● Exercise: Return each line in the records below that contains the string "shirt". Treat uppercase and lowercase letters as distinct.

● Exercise data:
>>

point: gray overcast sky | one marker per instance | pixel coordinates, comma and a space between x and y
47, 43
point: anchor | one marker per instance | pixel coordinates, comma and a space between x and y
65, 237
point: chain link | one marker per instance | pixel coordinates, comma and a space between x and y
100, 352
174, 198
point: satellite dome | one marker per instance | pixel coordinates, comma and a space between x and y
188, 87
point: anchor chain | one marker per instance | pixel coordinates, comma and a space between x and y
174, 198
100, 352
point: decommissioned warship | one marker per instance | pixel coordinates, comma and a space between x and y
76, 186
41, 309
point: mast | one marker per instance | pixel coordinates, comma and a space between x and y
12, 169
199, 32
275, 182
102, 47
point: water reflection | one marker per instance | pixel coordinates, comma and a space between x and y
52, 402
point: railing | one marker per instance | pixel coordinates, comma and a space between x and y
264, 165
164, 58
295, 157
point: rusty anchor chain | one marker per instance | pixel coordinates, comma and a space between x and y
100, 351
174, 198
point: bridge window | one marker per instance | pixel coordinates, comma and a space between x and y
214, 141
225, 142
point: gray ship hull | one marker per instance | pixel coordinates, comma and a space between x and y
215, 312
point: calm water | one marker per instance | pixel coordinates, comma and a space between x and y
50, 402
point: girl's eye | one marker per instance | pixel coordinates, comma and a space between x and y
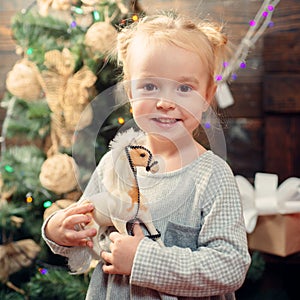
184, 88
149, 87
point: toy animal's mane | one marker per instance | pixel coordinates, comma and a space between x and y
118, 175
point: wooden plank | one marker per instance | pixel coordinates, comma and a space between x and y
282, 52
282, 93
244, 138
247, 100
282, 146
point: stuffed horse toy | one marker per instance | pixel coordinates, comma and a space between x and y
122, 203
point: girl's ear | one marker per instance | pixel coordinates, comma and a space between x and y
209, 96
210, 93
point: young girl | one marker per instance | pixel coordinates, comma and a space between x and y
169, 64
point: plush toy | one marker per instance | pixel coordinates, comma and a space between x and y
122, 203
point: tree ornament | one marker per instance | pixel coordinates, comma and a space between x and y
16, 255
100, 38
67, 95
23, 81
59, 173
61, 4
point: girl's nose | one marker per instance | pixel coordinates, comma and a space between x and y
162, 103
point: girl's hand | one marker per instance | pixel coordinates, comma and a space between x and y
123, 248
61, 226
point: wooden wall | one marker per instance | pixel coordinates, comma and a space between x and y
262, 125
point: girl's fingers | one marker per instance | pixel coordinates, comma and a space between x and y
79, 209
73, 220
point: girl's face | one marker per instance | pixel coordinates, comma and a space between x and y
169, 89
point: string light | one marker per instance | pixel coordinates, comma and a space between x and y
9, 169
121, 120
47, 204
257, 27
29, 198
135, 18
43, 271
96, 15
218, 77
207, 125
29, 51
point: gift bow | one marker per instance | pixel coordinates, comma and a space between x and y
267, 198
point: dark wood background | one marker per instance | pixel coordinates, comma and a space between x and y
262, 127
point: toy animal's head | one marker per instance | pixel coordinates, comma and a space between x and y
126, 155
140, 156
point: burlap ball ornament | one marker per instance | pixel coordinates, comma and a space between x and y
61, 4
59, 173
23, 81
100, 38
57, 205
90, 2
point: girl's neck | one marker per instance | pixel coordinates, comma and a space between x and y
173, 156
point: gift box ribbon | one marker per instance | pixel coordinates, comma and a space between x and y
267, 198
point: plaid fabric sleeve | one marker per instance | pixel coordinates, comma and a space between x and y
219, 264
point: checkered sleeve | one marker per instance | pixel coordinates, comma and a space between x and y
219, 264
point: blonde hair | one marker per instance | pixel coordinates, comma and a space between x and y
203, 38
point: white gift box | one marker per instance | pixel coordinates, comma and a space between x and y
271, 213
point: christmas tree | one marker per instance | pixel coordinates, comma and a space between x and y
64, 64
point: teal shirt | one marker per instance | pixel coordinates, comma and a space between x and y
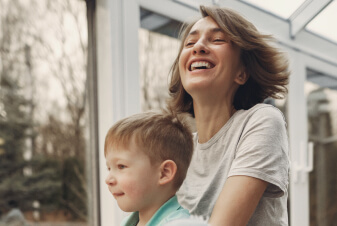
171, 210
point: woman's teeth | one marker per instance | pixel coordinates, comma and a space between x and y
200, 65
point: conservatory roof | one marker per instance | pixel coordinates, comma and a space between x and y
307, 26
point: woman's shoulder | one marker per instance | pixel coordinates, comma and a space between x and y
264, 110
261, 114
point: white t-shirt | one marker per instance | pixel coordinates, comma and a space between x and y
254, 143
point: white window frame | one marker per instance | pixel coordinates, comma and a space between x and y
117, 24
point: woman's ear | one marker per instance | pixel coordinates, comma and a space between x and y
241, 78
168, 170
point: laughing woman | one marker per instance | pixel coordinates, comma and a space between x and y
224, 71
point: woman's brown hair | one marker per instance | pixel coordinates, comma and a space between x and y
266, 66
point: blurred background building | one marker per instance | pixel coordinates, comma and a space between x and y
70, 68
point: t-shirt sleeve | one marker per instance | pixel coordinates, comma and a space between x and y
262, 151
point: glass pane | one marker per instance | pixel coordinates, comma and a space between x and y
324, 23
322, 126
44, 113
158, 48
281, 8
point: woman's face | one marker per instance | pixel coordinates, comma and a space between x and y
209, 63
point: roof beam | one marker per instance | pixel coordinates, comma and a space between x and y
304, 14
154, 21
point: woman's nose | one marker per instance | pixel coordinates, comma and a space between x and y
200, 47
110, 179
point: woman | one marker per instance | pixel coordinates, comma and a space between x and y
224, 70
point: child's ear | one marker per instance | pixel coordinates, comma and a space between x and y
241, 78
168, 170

<<
>>

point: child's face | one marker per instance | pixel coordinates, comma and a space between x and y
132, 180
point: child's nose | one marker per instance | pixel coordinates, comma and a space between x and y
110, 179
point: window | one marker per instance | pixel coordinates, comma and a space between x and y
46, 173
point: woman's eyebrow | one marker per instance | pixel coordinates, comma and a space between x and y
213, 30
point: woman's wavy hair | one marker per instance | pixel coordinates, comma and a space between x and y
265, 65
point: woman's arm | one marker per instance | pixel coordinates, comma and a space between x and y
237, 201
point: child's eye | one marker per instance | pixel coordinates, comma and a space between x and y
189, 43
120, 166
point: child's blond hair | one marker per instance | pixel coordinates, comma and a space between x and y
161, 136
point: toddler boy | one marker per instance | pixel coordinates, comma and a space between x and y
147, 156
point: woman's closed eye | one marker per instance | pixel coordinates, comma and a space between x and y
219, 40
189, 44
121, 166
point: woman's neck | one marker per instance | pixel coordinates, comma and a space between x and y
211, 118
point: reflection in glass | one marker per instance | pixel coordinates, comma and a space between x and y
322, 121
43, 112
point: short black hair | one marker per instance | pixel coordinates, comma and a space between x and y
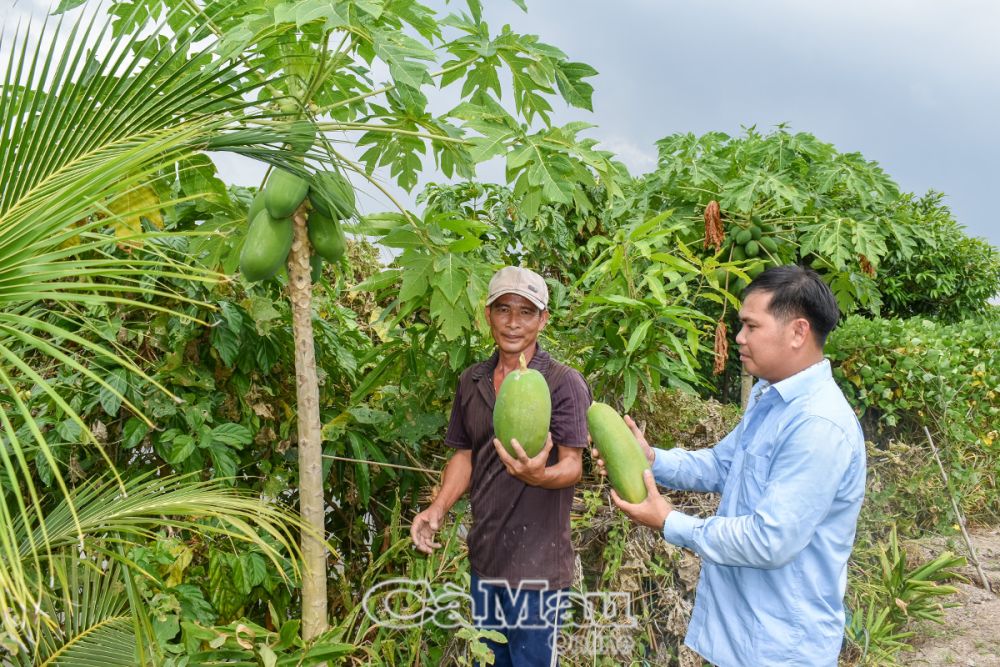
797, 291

<<

● Output below:
point: teal shirt | one marker per instance | pixel coordinates, comma and a space between x and y
point: white t-shirt | one marker per instance | pixel coordinates, comma and a space between x and y
point: t-shirt sleeve | one marker per instance | pixel coordinates, comma and a space between x and y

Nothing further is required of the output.